== Material supplied ==
— START —

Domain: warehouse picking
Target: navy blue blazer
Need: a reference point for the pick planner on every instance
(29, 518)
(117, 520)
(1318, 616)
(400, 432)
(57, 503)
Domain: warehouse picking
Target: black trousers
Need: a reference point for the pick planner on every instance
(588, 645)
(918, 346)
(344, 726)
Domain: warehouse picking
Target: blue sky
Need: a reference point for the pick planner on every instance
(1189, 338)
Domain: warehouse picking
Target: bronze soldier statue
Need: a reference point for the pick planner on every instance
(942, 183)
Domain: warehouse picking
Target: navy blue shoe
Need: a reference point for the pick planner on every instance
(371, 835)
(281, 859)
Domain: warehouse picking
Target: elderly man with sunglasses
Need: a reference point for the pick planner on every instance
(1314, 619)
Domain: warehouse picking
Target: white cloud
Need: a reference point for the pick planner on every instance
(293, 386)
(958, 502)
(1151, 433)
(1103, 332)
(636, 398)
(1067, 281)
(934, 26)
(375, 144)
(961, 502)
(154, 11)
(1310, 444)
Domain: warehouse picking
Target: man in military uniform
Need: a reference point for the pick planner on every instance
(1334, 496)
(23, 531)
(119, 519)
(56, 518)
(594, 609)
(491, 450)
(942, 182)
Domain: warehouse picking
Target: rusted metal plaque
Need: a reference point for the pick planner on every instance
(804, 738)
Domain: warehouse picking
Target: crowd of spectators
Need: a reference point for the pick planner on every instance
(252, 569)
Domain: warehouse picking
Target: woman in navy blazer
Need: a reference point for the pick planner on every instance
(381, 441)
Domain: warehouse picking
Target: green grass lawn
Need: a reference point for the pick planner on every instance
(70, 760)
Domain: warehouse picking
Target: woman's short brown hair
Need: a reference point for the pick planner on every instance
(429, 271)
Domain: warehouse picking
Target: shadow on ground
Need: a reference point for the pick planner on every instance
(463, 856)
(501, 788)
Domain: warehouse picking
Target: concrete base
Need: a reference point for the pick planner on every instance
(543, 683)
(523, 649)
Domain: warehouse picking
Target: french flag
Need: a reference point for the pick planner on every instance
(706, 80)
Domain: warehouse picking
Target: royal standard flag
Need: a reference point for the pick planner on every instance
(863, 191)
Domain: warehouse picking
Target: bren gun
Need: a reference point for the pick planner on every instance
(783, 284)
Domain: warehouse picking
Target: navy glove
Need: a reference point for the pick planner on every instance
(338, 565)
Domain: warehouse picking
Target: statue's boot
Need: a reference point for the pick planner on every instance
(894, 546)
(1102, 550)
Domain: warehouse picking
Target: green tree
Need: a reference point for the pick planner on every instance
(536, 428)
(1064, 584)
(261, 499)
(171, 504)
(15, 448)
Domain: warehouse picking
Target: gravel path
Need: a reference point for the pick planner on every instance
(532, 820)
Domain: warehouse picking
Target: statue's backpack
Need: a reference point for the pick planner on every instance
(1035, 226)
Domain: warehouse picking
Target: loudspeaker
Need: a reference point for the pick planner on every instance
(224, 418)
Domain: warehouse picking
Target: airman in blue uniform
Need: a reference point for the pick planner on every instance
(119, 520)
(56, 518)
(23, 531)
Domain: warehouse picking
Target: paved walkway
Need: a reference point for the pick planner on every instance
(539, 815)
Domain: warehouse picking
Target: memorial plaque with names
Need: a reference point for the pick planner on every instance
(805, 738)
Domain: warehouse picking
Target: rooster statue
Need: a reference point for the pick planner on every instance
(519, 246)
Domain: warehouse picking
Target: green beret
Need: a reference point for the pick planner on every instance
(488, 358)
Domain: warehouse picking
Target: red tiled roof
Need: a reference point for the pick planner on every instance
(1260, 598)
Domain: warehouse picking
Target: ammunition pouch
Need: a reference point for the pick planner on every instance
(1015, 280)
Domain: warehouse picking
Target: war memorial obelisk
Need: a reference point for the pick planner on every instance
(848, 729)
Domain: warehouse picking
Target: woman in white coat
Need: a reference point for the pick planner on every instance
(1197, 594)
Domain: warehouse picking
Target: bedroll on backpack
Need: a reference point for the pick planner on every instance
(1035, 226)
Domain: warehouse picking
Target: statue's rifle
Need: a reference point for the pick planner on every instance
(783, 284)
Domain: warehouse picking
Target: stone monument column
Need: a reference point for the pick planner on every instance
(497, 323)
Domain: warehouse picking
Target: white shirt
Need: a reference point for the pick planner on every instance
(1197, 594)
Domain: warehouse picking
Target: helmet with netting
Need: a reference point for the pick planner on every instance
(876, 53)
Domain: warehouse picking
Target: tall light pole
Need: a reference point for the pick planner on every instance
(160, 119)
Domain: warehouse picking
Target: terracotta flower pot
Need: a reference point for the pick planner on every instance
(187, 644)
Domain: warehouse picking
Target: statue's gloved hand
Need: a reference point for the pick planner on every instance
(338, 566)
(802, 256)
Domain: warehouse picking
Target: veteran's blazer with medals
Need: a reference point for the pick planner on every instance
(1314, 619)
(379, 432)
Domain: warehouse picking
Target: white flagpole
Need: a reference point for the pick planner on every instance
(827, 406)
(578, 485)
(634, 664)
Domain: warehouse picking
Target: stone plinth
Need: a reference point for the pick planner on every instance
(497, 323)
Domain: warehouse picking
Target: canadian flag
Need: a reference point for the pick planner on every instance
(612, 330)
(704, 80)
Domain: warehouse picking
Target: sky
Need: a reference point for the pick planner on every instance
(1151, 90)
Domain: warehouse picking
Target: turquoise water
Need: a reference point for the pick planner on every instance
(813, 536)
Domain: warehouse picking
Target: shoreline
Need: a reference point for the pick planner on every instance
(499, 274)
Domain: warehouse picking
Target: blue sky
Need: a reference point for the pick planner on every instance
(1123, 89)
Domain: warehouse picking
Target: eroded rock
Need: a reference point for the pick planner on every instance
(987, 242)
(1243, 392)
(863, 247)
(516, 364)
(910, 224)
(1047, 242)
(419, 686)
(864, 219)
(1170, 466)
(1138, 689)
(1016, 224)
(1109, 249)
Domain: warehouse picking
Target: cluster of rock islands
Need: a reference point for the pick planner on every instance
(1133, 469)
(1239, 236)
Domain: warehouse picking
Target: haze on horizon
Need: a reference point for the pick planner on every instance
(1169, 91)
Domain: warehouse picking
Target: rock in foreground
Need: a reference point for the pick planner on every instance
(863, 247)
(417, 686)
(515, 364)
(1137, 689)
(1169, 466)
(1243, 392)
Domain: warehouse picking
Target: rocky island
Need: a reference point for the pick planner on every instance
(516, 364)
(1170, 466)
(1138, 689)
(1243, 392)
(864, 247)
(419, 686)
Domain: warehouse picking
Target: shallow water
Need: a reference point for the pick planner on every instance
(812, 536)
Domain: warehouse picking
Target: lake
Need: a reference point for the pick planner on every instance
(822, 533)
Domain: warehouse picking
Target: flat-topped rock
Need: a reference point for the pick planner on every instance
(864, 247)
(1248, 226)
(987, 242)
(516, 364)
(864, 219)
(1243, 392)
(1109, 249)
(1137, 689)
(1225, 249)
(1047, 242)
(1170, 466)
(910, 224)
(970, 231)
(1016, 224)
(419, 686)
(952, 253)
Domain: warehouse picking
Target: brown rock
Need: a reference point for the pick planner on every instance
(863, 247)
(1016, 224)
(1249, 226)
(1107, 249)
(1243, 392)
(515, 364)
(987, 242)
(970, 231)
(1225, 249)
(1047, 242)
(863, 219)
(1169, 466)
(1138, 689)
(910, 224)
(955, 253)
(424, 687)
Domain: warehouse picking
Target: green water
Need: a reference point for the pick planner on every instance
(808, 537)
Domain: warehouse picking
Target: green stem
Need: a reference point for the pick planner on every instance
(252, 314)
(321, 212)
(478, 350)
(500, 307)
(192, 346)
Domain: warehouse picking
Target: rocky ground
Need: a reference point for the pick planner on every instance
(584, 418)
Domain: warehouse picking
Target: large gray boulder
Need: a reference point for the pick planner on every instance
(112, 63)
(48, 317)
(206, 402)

— END —

== Requirement ==
Reproduce the material verbatim, beginning with its first line and ending with the line that contains "(1310, 444)", with both of those lines included.

== Solution to this task ==
Domain: warehouse picking
Target: navy blue blazer
Need: a reference point for the pick planner on every instance
(29, 518)
(117, 520)
(1318, 616)
(400, 432)
(57, 503)
Domain: warehouse picking
Target: black trousers
Need: a reference point for the pick planner on every instance
(588, 645)
(918, 346)
(344, 726)
Domain: warehouse picking
Target: blue sky
Need: a reference point for the pick planner on every instance
(1189, 338)
Domain: warehouse picking
Target: bronze soldier statue
Need: a reference point for the pick planner on every instance
(942, 183)
Domain: warehouse picking
Target: navy blue shoe
Need: a reference point for the pick planner on every instance
(371, 835)
(281, 859)
Domain: warehouse picking
Target: elderly man with sunglasses
Need: a reference point for the pick planner on every instance
(1314, 619)
Domain: warehouse picking
Target: white cloud
Need: a reference point for the pick planner on every instance
(293, 386)
(958, 502)
(1151, 433)
(1103, 332)
(636, 398)
(1067, 281)
(934, 26)
(375, 144)
(961, 502)
(154, 11)
(1310, 444)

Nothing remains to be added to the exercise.